**Task requirements**
Copy the passage of the Sirha Budapest report that starts at "Hosted for the fifth" and ends at "thousand square meters.", keeping every word and mark unchanged.

**Text shown**
================

Sirha Budapest was a highly successful event in all respects
The Sirha Budapest trade exhibition, concluded on Thursday at the HUNGEXPO Budapest Congress and Exhibition Center, was a highly successful event in all respects. Over 20 thousand professional visitors attended the biggest food industry and HoReCa event of Central and Eastern Europe. The Hungarian team finished in second place at the European finals of the Bocuse d’Or cooking competition hosted for the second time at Sirha Budapest, thus qualifying for the finals in Lyon.
Hosted for the fifth time, Sirha Budapest has indisputably become the biggest event of the region by now, where the representatives of the gastronomy, food, baking and confectionery, hotel and catering and packing industries presented their products, developments and services on an area of over 30 thousand square meters.
“During the pandemic, the market forces shifted in a number of sectors of the economy, yet Hungary has good opportunities in the race to reopen as it maintained developments even during the time of crises,” said the Deputy Sate Secretary of the Ministry of Agriculture at the opening event. Lajos Bognár added: the food industry was the only manufacturing sector that managed to generate growth in 2020, if only at a minimum extent.

================

**Extracted material**
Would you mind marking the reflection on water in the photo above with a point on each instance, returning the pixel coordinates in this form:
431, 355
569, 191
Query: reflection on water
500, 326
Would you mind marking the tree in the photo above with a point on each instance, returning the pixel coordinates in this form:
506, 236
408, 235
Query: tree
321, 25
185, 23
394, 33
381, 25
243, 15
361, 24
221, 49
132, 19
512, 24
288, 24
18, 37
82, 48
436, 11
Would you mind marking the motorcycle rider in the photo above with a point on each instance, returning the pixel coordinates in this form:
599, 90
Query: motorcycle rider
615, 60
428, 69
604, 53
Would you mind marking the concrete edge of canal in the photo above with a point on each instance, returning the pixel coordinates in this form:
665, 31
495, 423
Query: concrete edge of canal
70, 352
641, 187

================

**Solution to this exercise**
Hosted for the fifth time, Sirha Budapest has indisputably become the biggest event of the region by now, where the representatives of the gastronomy, food, baking and confectionery, hotel and catering and packing industries presented their products, developments and services on an area of over 30 thousand square meters.